## Work request 1
Reproduce the Vivian Imerman article from "- Born: 21 September" to "businessman (born 1955)".
## Work request 2
Continue the Vivian Imerman article from the point where it stops.

##### Excerpt provided

- Born: 21 September 1955 (age 70) Johannesburg, South Africa
- Occupation: businessman
- Spouses: Gina Gervis; Lisa Tchenguiz; (divorced)
- Children: four --three with Gervis --one with Tchenguiz
- Parent: Samuel Imerman

= Vivian Imerman =

South African businessman (born 1955)

Vivian Saul Imerman (born 21 September 1955) is a South-African born businessman and former CEO of Del Monte International and Whyte and Mackay. He was nicknamed 'The Man from Del Monte.'

==Early life and education==
Imerman was born to a South African Jewish family in Johannesburg, South Africa. His grandfather was a Russian-Jewish émigré who went to South Africa after fleeing the Russian Revolution. His father, Samuel Imerman, was a chemist. He attended college seeking a degree in business law but never completed his studies. He was conscripted into the South African Army during Apartheid and fought in the South African Border War. Thereafter he worked for his father's chemical brokering business and then started his own company purchasing surplus chemicals and reselling them.

==Career==
In the early 1980s, he expanded his business, first, into the purchase of damaged goods (which he would then repair and resell for a profit), then, into the distribution of branded pharmaceuticals. The pharmaceutical business boomed and, in 1987, Imerman listed his company on the Johannesburg Stock Exchange. He then expanded into food distribution, listing an additional three companies on the stock exchange in South Africa. During the late 1980s, when Western companies were divesting themselves of assets in South Africa due to Apartheid, he purchased assets at prices far below their real value. In 1989, he bought the South African assets of both Nabisco and the Ferro chemical group. The Nabisco purchase gave him the option of purchasing Del Monte International, which he did in 1993, backed by an investment from South African mining company Anglo American plc; he later purchased 50% of Del Monte Asia. In 1995, he listed Del Monte International on the Singapore Stock Exchange, tripling the value of the business to £400 million. In 1999, he sold his remaining stake in the fruit company and moved to London.

##########
##### Information shown

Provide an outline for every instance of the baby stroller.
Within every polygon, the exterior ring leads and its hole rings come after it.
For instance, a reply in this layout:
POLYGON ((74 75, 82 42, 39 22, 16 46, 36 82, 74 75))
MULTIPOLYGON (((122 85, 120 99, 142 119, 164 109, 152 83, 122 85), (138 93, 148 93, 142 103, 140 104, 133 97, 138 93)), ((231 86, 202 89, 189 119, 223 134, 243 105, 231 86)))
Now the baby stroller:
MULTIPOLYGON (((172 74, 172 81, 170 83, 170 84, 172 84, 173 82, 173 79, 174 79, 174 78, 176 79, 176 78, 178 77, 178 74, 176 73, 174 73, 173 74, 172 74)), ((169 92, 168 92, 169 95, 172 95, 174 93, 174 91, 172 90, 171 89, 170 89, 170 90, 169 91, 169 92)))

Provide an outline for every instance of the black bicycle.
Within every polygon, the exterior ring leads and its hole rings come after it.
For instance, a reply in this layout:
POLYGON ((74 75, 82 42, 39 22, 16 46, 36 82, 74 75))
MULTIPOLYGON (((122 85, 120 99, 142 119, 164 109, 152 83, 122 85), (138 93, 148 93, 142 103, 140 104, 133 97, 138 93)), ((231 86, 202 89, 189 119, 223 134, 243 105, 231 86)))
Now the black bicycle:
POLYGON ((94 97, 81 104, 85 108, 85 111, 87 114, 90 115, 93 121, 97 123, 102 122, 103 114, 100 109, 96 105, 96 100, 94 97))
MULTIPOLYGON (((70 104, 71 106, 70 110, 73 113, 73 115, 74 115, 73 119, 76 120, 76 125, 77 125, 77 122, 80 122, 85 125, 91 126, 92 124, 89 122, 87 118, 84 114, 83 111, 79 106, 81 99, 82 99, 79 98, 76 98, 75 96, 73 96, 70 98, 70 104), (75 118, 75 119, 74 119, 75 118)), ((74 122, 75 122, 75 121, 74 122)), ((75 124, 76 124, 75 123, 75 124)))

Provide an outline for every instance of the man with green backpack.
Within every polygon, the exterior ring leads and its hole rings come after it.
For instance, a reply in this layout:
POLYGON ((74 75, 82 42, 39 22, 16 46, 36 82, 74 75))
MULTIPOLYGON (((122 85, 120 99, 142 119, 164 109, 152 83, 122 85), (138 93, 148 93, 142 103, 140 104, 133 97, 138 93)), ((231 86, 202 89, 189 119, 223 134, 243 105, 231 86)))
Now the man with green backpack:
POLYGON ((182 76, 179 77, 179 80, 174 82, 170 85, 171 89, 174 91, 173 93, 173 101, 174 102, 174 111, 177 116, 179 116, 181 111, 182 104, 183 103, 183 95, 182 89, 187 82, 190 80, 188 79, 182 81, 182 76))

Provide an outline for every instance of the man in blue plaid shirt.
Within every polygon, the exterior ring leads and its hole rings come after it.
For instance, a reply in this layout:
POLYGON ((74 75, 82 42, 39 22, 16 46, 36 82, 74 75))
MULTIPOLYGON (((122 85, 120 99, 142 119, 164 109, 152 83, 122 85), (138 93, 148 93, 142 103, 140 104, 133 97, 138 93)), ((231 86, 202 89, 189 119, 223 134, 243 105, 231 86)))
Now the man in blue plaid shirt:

##########

## Exercise response 1
- Born: 21 September 1955 (age 70) Johannesburg, South Africa
- Occupation: businessman
- Spouses: Gina Gervis; Lisa Tchenguiz; (divorced)
- Children: four --three with Gervis --one with Tchenguiz
- Parent: Samuel Imerman

= Vivian Imerman =

South African businessman (born 1955)

## Exercise response 2
In London, he met brothers Robert Tchenguiz and Vincent Tchenguiz; they partnered and purchased a minority interest in the distiller Kyndal (now Whyte and Mackay) with a £190 million loan from German investment bank WestLB. Immerman served, first, as executive chairman, and then as CEO; there, he administered an aggressive cost-cutting program, and increased his ownership interest, from 35 percent to 60 percent, by buying out 60 shareholder employees. In 2005, Imerman and the Tchenguiz brothers purchased the remaining interest in the firm, then, in 2007, sold the company to Indian-based United Spirits Limited for £595 million (then, US$1.2 billion), of which Imerman received £380 million. Imerman leads Vasari Global, a specialist Global Consumer Goods Investor, and Vasari Beverages, a leading frontier and emerging market alcoholic beverages investor that has deployed more than $250m in capital investment between 2013 and 2018. In Ethiopia, Vasari Beverages owns 98% of the controlling offshore company of Dashen Brewery, one of Ethiopia's largest breweries and Rorank Distillery one of East Africa's largest distillers. In 2016, Vasari Beverages acquired the operational assets of South African drinks firm KWV for $85m one of the leading and oldest spirits and wine producers in South Africa.

In 2019, Vasari Beverages announced an additional $100m capital raise. Pan-African investment bank RMB served as the sole mandated lead arranger and funder. The funds will be used to double production capacity of Dashen to 5 million hectolitres of beer per annum, and triple the production capacity of Rorank to 25 million litres of alcohol per annum.

Imerman appeared on the Sunday Times Rich List in 2018, with a reported fortune of £390 million.

In 2025, the footwear brand Moreschi was acquired by the Imerman Family Office in partnership with the Italian company GLAM. Bianca Ladow, daughter of Vivian Imerman, currently serves as a director for the Imerman Family Office, GLAM, and Moreschi.

==Personal life==
He married South African Gina Gervis in 1981; they had three children.

In 2001, he married Lisa Tchenguiz, sister of his business partners Robert Tchenguiz and Vincent Tchenguiz. They separated in December 2008.

Imerman is now married to Gina Gervis, his first wife and mother of his three grown-up children.